▸ Short task:
Copy every one of the records below word for word, and omit the pictures.

*** Rows

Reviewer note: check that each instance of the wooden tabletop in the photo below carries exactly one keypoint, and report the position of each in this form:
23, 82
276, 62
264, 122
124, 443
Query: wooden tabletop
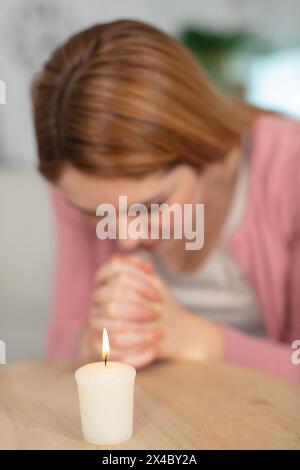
177, 406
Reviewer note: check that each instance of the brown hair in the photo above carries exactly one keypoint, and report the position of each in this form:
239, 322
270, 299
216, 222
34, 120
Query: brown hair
124, 98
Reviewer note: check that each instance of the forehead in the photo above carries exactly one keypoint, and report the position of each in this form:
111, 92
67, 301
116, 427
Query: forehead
90, 190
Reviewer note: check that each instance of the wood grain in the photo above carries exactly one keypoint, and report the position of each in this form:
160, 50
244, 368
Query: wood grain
177, 406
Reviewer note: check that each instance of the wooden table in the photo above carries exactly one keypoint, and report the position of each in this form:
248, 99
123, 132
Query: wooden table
177, 406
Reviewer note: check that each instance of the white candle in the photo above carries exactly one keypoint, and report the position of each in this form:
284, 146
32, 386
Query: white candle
106, 391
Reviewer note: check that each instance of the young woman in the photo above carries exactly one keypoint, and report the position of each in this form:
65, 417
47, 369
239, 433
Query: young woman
124, 109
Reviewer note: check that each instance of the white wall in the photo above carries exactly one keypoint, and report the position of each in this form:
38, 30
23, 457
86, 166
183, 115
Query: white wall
30, 29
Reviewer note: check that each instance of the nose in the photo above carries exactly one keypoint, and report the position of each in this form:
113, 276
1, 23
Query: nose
129, 244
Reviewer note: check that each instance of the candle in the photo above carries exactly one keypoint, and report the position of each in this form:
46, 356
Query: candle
105, 392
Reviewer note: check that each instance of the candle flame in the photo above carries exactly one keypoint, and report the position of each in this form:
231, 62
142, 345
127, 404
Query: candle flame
105, 345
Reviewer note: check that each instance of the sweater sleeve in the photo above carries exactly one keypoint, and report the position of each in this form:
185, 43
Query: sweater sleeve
267, 355
72, 277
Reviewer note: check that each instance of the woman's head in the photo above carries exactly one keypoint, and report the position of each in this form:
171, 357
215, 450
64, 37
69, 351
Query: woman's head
124, 98
126, 103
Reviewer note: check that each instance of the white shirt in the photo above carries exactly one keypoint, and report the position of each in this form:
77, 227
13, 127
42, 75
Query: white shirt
218, 290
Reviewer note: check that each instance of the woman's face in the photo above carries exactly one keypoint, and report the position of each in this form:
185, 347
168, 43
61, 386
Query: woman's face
180, 185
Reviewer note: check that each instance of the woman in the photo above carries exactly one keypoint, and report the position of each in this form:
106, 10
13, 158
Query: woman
124, 109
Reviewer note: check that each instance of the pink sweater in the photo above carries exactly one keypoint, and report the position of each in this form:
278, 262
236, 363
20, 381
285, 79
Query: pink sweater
266, 245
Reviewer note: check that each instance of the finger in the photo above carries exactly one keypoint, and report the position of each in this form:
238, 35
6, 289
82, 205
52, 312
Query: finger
126, 311
111, 270
136, 282
125, 304
98, 323
127, 341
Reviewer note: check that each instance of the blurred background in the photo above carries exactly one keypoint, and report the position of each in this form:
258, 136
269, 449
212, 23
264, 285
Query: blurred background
251, 49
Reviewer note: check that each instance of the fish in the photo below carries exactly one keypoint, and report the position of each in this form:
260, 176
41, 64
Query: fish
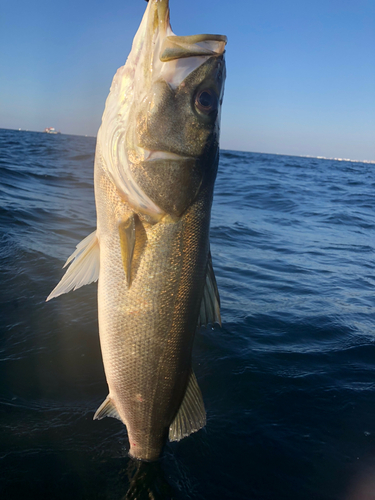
156, 162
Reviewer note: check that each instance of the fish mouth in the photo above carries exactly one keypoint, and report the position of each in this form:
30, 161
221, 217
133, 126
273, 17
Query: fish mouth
164, 155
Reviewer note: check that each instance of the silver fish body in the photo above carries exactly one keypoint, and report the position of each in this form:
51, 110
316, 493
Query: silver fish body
155, 168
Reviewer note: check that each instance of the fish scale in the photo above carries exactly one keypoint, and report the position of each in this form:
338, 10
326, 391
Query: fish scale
155, 167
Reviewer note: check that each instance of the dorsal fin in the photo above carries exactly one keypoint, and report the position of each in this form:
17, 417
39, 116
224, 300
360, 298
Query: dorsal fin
210, 305
191, 416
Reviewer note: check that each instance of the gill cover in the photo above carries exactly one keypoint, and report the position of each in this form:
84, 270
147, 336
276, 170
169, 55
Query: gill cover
156, 54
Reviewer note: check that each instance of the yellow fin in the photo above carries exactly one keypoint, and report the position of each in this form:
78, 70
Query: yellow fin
178, 47
127, 239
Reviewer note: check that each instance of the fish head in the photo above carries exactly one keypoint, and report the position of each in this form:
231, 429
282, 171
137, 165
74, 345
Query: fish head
160, 131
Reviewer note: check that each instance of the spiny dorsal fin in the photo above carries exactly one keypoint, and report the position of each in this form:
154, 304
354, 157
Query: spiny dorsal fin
84, 268
210, 305
107, 409
191, 416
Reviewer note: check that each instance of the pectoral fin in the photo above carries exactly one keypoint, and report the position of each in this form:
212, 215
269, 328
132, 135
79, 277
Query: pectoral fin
84, 268
191, 416
107, 409
127, 238
210, 305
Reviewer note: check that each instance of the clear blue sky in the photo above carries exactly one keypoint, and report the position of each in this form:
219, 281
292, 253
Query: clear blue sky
300, 73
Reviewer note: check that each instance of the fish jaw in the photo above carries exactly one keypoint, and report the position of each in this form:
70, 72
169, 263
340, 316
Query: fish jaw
158, 58
160, 191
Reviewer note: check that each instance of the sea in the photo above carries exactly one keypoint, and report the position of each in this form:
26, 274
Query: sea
288, 379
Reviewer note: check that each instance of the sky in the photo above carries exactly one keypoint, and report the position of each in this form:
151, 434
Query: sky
300, 73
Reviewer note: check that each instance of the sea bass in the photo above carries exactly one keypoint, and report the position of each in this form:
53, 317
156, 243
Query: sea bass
155, 166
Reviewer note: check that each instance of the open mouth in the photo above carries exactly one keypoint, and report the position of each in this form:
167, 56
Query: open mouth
163, 155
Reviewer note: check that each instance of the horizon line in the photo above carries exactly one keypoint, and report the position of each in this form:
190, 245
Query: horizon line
222, 149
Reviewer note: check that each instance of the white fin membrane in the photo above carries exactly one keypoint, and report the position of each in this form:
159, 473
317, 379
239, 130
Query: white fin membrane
191, 416
107, 409
84, 268
210, 305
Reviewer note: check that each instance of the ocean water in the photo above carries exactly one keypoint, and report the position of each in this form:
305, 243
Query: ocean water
288, 380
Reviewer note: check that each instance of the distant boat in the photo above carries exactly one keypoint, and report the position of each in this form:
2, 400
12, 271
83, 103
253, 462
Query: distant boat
51, 130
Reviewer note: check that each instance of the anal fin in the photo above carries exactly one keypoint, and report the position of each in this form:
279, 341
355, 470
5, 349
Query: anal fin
210, 305
84, 267
191, 415
107, 409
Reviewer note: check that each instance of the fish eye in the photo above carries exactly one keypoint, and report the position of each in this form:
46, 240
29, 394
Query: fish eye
206, 101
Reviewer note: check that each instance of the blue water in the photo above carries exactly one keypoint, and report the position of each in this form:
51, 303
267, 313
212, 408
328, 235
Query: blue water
288, 380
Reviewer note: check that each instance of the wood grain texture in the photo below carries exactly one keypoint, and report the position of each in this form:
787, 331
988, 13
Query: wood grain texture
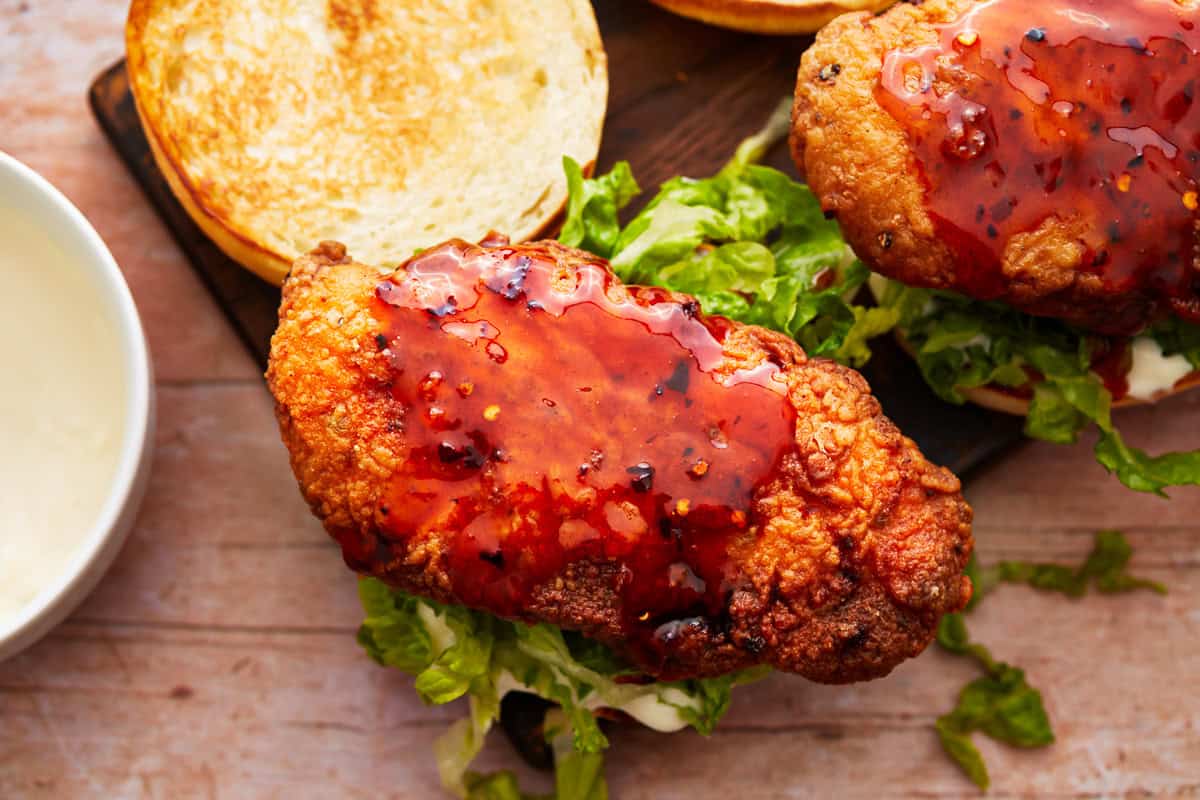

******

▸ Result of the task:
Reviewer note: check that each instance of the wooden tabletop in the photo below carries exactly one keypoint, and report the position of each in this form:
23, 82
276, 62
264, 122
124, 443
Query: wooden tabletop
177, 406
Reviewer note: check that each instance of the brown hair in the photo above carries exactly one keypoint, and report the position of each in this form:
239, 322
270, 299
216, 222
34, 120
Query: brown hair
124, 98
Reviewer note: check that each instance of the forehead in the photo above carries exactly one keypoint, and report the position of each in this form:
111, 92
67, 301
116, 427
Query: forehead
90, 190
Reviewer note: check that each instance of the wood grain in the photo above carries exactly one keypoint, and report the position of each in this form:
160, 50
244, 368
Query: wood grain
177, 406
Reviewer note: check that each instance of the wooden table in the photo above carries exactly one keypoint, and report the position of each in this form:
248, 99
123, 132
Query: wooden table
177, 406
Reviewer note: check that each instance of the white candle in the photo above carries exactly one keypoint, and report the position of each in this form:
284, 146
32, 386
Query: white candle
106, 391
Reviewer note: check that each instance of the young woman in the photo above carries exactly one keypoint, and report the position of each in this form:
65, 417
47, 369
239, 433
Query: young woman
124, 109
Reviewer note: check that each instance of the white wall in the photo above carries exactly one keypoint, and report the position of each in this form:
38, 30
23, 457
86, 166
183, 115
Query: white wall
30, 29
Reviewer note: check that each instance of the nose in the photo above carries exactly one keypoint, and report the position of each in this form:
113, 276
1, 23
Query: nose
129, 244
Reviewer note: check that each instance of the candle in the photo above carries exactly one keypoint, and report the position of each in this form:
46, 356
Query: candle
105, 392
Reviewer note: check that each instance of the candle flame in the photo above carries exactly one keypoint, and report the position of each in this form:
231, 62
142, 345
127, 404
Query: candle flame
105, 345
Reviewer note: check that each instance of the sweater sleeve in the photo above carries exactly one keypoint, and report the position of each in this form:
185, 43
Query: sweater sleeve
267, 355
72, 277
Reviewer note: check that each instance of the woman's head in the photo above carries exactly one keypoint, and report the position of each in this form:
171, 357
215, 450
64, 37
69, 351
Query: woman's head
124, 98
126, 103
Reviewer note: check that each instance of the white shirt in the photo above carries exactly one keypoint, and report the position of each in this form:
77, 227
13, 127
42, 75
Query: white shirt
218, 290
Reviewer note: check that each instance of the woman's face in the photo above carries exactly one keypoint, and report the position of each in this form:
185, 347
168, 43
61, 386
Query: woman's face
180, 185
Reviewer note: check that each instance of the woman in the photo above carries exactly one keypoint, and report the position of each in this form:
106, 10
13, 158
Query: woman
124, 109
Reviewer note: check that each instance of the pink sweater in the photo above carries exactly one keypoint, and report the position of each in this form:
278, 262
236, 363
20, 381
285, 79
Query: pink sweater
266, 245
Reviewer note: check that each instance of the finger in the photo above carries exactly one keypoint, and report the position of each in this form:
238, 35
6, 289
82, 205
52, 312
Query: finger
126, 311
111, 270
136, 282
125, 304
98, 323
127, 341
Reviewer note: check that each instance of the blurred background in the photo above carries exactly one keypoint, and report the position of each in this form:
258, 136
269, 449
212, 23
264, 285
Query: blurred background
251, 49
Reviewer note: check that each instance of the fish in the photo below carries exactly one keypoint, and report the position of each in this form:
260, 176
41, 64
Query: fish
156, 162
Reviewer note: check that each instance of the fish mouth in the photo above carries exactly one keypoint, and report the position of each in this form:
30, 161
221, 217
133, 126
273, 17
Query: fish mouth
164, 155
Reviewer note: check that each instance of the silver fish body in the photo above carries exactly one keypoint, and report the position of each in this form:
51, 110
316, 493
Query: silver fish body
155, 168
Reviewer note: check that each instance of the fish scale in the photo above carries exactly one keypoint, and report the position of each in this form:
338, 10
326, 391
Query: fish scale
155, 167
Reviewer note: check that each instance of the dorsal fin in the photo above carries exactly one keypoint, and report the position of each in this form:
17, 417
39, 116
224, 300
360, 298
Query: dorsal fin
210, 305
191, 416
Reviewer note: check that each instance of the gill cover in the photo above carries exactly one keypoint, and report the position of each in this form:
84, 270
147, 336
276, 170
169, 55
Query: gill cover
156, 54
Reviewer note: check that each instance of the yellow fin in the photo above carries exactly one keypoint, and report the position of each in this form:
78, 70
Query: yellow fin
178, 47
127, 239
Reviewer note: check that each instance of the fish head in the photo above carries exactly one keypoint, and report the position of each in this form:
231, 429
282, 171
137, 165
74, 345
Query: fish head
160, 131
Reviewer note: check that each instance of the spiny dorsal fin in the photo above carries exactly one keypoint, and report the position of each in this form:
154, 304
354, 157
Query: spiny dorsal fin
84, 268
210, 305
107, 409
191, 416
Reviewer note: check that each instance of the pectoral fin in the photo above carries exactly one keypoint, and report the position of each in this form:
212, 215
269, 328
132, 135
79, 277
Query: pectoral fin
84, 268
191, 416
107, 409
127, 238
210, 305
Reviewer note: check that each instance of the clear blue sky in the photo above carries exactly one keypoint, and report the position of each in this form:
219, 281
292, 253
Query: clear blue sky
300, 73
Reviewer note: check that each instance of the fish jaw in the photo above carries exactly one keypoint, and report the position of each in this form:
70, 72
169, 263
340, 316
Query: fish jaw
158, 58
160, 191
Reviewer note: check that each instance of the sea in the photo above carries exactly one keypoint, and report the position of each in this form:
26, 274
Query: sea
288, 379
Reviewer note: check that each instance of the sky in the photo above carries exactly one keypoint, and report the position of each in this form:
151, 434
Query: sky
300, 73
Reviewer note: check that each instance of the sea bass in the photo above carries exactly one keypoint, and report the position of each in this form:
53, 317
156, 243
Query: sea bass
155, 166
Reviewer note: check that each instance of the open mouth in the photo above carries exactly one keypoint, and report the position of each in this form:
167, 56
Query: open mouth
163, 155
Reviewer note: check that each instance of the horizon line in the photo above carries exactly one keypoint, and report the position of each in this form:
190, 245
Query: horizon line
222, 149
Reviewer note: check that each instance of the white fin membrane in the photo above carries exactly one keypoint, and report the position of each in this form:
159, 473
317, 379
239, 130
Query: white fin membrane
191, 416
107, 409
84, 268
210, 305
Reviewer note: check that each instance of the ocean water in the photo above carries exactly one keypoint, and report the position of each in this form:
305, 243
Query: ocean water
288, 380
Reviewer note: check that each instance of the distant boat in the photo above carries exactly one keypoint, and report the position of each in this form:
2, 400
12, 271
83, 103
253, 462
Query: distant boat
51, 130
Reviewer note: check that each instance of the anal fin in the photo above carries exactly one keypoint, and report the position of each in this form:
279, 341
355, 470
5, 349
Query: anal fin
210, 305
84, 267
191, 415
107, 409
Reviewer note: check that each instance of the fish eye in the photo above carries exactly one keypoint, and report the position of each in this form:
46, 240
29, 394
Query: fish eye
206, 101
Reviewer note: check that each instance of the blue water in the photo above carries exactly one keypoint, and report the position of each in this form:
51, 303
267, 313
212, 408
328, 235
Query: blue water
288, 380
Reviewer note: check that each instance of the wood grain texture in the photo below carries exactly one keypoint, and report the position of each in this form:
787, 331
988, 13
Query: wood grain texture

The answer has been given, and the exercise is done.